**What is required:** Pick out and copy every line of the items below that contains the word "rope". Case counts when matching.

Data drawn from a collection:
--- begin ---

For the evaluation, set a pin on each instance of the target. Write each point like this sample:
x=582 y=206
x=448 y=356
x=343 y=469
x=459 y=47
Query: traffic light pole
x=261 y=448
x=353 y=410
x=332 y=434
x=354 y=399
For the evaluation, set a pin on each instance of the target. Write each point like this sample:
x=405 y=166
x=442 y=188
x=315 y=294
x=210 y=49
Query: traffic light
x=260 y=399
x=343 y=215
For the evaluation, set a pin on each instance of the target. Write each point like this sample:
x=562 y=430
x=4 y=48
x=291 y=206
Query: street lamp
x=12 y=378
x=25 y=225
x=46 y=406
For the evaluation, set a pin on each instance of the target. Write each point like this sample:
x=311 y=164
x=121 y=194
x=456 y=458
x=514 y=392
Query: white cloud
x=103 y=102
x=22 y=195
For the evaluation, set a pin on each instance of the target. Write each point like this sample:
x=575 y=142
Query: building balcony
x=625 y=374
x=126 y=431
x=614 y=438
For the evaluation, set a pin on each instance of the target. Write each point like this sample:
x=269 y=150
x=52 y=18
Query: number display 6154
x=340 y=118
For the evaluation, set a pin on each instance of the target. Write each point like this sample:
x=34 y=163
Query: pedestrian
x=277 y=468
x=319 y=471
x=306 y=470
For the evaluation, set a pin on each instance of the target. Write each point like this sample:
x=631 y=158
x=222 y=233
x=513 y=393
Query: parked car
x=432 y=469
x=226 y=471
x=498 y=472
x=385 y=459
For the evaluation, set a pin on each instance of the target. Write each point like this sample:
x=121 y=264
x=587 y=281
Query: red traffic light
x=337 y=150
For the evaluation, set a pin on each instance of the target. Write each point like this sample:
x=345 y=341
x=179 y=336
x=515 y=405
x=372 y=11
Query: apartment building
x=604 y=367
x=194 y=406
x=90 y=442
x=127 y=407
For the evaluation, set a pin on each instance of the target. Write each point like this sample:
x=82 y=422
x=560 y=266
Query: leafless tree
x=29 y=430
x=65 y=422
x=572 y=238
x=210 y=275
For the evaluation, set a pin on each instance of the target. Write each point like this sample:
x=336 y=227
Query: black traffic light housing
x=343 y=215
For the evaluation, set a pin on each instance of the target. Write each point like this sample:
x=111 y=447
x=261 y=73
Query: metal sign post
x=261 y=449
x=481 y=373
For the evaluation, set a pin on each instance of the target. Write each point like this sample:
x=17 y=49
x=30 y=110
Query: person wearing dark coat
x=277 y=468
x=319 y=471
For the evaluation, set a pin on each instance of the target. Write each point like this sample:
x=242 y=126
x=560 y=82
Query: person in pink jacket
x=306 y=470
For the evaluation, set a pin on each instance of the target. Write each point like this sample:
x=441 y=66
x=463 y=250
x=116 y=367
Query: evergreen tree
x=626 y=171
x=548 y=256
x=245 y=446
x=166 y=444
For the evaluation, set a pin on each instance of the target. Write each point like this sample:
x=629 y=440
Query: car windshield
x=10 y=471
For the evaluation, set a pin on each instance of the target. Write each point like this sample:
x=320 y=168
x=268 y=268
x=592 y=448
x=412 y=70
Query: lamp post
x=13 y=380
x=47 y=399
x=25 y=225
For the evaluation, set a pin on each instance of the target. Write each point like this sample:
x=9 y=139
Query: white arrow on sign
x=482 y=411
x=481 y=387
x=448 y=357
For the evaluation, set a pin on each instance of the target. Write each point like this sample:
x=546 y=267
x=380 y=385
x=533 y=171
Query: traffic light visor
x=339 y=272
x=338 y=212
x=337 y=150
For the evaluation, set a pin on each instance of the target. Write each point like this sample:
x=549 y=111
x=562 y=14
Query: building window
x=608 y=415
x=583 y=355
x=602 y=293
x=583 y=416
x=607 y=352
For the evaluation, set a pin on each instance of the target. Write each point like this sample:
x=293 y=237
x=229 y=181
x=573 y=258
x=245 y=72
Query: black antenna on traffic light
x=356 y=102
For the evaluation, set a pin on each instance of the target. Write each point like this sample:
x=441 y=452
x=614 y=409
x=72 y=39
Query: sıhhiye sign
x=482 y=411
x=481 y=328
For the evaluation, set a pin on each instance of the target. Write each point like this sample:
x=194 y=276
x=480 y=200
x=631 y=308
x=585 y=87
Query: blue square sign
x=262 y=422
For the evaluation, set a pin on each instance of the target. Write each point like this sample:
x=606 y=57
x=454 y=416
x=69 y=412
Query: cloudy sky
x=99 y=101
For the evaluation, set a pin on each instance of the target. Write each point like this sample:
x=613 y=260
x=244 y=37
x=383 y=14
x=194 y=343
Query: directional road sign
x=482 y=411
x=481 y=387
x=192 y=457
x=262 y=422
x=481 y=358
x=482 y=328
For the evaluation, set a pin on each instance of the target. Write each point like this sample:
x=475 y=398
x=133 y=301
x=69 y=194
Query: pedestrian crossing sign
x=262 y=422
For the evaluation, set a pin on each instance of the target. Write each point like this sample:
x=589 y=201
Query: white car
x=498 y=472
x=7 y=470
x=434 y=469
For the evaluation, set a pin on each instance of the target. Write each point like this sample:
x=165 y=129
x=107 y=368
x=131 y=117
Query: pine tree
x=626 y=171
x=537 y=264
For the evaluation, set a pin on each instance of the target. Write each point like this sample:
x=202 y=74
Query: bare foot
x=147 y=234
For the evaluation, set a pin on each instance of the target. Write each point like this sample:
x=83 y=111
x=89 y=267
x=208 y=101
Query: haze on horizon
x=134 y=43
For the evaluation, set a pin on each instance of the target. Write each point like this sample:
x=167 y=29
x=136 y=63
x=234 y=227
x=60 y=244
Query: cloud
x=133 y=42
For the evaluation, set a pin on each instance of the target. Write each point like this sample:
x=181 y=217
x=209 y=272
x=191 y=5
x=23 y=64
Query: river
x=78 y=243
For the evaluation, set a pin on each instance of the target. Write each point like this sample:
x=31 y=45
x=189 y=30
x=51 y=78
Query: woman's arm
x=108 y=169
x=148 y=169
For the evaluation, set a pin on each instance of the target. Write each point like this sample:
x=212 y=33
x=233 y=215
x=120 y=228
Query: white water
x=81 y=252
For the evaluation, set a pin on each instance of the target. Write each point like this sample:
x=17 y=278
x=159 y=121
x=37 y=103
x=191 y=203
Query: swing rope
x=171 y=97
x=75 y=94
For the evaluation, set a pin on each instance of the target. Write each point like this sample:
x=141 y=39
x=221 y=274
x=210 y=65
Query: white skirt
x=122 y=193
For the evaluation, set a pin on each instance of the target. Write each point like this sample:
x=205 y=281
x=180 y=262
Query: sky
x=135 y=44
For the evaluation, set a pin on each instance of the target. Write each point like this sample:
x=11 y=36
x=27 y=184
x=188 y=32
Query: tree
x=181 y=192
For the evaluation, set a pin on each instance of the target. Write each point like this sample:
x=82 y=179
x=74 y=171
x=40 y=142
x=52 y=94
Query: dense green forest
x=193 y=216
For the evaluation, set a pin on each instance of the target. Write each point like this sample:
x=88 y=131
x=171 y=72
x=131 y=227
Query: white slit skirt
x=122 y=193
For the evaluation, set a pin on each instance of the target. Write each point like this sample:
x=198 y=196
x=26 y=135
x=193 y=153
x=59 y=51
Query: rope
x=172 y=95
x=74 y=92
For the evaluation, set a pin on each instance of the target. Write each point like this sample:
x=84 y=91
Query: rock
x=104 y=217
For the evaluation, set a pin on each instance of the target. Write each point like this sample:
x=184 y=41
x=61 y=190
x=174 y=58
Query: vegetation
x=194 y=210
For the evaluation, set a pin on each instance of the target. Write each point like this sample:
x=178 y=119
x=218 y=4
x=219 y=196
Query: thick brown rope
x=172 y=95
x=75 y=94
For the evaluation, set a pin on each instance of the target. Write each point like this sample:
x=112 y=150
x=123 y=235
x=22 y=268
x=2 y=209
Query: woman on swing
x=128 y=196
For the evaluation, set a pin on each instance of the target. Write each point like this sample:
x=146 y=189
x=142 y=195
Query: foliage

--- end ---

**Full response:**
Query: swing rope
Query: rope
Query: thick brown rope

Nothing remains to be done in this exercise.